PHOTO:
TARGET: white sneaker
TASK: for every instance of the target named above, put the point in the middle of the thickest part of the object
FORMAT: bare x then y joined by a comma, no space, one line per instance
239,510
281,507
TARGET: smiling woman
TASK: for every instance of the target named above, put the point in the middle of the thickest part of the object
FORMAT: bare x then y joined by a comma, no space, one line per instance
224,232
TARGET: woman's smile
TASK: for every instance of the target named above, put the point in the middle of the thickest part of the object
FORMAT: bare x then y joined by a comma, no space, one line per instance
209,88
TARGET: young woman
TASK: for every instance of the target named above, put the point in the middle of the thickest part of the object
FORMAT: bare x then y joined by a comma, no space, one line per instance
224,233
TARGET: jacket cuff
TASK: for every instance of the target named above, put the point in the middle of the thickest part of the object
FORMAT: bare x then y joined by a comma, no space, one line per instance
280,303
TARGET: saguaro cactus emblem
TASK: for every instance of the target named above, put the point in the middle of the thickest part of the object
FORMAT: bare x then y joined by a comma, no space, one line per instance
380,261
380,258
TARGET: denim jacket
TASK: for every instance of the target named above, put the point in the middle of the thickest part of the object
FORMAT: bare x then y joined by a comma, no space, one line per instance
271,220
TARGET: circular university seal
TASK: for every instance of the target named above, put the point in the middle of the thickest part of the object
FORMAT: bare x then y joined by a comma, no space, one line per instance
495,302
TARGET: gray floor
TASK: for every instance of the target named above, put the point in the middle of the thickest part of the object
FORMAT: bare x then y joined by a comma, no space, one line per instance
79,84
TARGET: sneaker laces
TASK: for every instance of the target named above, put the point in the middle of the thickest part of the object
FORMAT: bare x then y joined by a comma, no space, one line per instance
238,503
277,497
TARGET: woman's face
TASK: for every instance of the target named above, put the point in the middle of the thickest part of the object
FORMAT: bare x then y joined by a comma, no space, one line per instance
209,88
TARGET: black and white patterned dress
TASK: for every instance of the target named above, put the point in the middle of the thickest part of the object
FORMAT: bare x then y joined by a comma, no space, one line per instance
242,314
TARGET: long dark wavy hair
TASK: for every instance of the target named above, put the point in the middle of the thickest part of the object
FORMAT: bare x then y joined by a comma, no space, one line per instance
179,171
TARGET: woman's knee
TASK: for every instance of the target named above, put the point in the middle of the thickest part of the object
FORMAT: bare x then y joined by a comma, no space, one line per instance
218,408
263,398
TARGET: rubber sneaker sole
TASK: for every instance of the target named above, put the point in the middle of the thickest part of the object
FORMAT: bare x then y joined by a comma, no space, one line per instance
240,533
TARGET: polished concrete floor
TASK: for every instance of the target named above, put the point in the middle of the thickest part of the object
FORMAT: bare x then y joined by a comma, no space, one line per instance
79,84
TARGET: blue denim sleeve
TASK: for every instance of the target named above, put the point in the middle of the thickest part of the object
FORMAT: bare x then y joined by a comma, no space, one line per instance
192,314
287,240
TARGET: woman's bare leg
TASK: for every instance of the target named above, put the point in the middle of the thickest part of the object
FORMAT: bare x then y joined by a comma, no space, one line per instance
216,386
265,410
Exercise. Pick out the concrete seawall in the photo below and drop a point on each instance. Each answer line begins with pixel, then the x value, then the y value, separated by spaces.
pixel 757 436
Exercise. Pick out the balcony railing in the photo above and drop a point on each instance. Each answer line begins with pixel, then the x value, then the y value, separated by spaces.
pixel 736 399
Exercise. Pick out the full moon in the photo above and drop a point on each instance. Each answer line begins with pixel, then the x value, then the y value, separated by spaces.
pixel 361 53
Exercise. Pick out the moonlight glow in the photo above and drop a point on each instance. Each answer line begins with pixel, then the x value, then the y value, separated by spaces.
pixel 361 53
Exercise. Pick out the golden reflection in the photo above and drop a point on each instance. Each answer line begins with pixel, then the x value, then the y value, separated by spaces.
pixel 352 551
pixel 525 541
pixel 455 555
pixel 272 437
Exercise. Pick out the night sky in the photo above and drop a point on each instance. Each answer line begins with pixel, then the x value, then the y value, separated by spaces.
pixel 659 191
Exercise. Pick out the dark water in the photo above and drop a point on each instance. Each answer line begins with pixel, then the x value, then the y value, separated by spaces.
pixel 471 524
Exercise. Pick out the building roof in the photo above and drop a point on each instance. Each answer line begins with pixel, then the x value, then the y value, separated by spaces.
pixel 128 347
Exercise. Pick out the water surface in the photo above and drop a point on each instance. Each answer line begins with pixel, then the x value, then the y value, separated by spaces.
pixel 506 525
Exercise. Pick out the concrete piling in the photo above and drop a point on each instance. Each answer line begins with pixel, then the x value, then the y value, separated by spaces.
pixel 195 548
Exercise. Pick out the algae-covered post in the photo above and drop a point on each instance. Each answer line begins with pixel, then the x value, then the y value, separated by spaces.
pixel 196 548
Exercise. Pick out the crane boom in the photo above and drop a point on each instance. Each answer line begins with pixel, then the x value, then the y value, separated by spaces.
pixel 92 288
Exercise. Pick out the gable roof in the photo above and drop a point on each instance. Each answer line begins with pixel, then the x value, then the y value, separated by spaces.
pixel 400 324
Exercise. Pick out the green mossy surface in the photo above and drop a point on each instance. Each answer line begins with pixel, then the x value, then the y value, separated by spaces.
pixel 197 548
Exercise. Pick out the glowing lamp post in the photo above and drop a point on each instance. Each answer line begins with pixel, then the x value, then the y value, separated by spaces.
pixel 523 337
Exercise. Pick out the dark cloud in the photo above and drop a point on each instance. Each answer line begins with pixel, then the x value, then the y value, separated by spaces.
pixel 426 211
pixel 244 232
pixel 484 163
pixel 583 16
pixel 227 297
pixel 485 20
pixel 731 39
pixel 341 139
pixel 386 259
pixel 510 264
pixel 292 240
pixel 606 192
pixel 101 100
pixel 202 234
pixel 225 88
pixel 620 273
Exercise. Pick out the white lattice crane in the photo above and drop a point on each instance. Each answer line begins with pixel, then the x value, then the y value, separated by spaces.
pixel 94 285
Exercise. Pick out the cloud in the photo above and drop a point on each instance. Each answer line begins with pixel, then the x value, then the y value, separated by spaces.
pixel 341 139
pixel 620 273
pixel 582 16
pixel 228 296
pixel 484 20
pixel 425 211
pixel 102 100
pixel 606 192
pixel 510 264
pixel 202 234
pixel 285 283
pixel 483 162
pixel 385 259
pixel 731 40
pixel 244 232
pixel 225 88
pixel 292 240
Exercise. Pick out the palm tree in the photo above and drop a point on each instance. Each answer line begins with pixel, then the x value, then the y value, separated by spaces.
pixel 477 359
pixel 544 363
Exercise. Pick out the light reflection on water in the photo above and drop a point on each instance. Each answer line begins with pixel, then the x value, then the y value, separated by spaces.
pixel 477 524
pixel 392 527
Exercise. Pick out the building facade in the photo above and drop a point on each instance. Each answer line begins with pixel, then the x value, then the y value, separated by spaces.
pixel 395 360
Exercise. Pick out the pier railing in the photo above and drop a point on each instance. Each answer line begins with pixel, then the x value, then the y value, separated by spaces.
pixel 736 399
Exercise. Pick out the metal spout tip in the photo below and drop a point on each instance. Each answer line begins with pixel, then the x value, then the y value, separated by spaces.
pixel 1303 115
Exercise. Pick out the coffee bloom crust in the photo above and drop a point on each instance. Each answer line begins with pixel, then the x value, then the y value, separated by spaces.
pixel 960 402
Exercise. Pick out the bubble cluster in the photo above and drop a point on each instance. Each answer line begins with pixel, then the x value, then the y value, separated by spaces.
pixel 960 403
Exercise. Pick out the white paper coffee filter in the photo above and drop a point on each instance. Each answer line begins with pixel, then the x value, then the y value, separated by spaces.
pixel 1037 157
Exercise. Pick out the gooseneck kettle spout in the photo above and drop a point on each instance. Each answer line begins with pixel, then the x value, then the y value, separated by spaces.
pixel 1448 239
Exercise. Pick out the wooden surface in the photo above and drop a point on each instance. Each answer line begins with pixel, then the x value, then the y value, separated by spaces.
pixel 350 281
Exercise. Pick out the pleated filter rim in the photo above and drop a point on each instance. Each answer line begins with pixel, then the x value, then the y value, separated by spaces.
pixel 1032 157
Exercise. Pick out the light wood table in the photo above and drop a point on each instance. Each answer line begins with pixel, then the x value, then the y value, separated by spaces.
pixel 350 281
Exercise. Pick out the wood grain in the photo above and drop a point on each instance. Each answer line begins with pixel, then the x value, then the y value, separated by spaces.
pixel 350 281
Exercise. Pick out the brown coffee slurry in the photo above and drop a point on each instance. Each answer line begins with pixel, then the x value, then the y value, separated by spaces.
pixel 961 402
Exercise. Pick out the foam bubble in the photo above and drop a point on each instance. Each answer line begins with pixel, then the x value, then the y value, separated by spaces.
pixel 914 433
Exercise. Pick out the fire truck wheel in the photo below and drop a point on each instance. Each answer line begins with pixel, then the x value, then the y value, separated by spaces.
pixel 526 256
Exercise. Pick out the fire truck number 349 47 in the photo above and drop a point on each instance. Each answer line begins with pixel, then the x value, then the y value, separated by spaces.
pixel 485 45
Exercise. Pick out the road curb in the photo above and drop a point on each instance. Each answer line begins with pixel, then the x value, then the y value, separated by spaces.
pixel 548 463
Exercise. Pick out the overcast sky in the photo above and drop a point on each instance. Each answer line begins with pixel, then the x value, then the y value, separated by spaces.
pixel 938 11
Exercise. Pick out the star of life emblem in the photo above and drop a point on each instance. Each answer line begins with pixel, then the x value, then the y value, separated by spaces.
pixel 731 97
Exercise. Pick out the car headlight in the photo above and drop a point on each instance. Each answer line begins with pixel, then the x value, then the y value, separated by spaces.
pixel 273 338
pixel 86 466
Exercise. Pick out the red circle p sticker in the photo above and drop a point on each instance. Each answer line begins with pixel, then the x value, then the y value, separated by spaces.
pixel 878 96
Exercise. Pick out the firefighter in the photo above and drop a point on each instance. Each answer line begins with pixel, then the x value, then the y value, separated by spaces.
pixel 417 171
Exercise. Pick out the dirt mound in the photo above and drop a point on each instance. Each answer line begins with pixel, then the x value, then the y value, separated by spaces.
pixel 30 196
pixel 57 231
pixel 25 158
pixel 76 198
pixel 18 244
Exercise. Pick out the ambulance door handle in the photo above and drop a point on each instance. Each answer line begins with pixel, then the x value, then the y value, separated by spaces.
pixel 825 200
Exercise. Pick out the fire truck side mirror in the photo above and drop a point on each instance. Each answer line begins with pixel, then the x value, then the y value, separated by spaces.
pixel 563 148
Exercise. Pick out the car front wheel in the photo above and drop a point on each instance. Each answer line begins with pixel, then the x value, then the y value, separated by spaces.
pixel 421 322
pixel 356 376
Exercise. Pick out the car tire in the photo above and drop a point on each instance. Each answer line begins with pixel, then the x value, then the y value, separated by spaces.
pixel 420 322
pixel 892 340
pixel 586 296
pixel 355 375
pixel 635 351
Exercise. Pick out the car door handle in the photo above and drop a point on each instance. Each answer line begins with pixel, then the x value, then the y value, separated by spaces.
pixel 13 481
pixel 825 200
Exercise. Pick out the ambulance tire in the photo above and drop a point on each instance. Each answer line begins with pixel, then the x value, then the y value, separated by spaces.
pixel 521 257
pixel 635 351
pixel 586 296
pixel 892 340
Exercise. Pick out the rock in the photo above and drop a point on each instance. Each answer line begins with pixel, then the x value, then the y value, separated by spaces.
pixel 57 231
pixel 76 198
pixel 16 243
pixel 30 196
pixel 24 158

..........

Task requirements> Of the entries above, transcribe exactly those lines that fall between the line containing "TARGET: young woman" and the line containing "TARGET: jacket cuff", together with those two lines.

Answer area>
TARGET: young woman
TASK: for every instance of the target named above, put the point in the middle of the thickest part of the object
FORMAT: bare x then y joined by a comma, no space, one line per instance
224,233
TARGET: jacket cuff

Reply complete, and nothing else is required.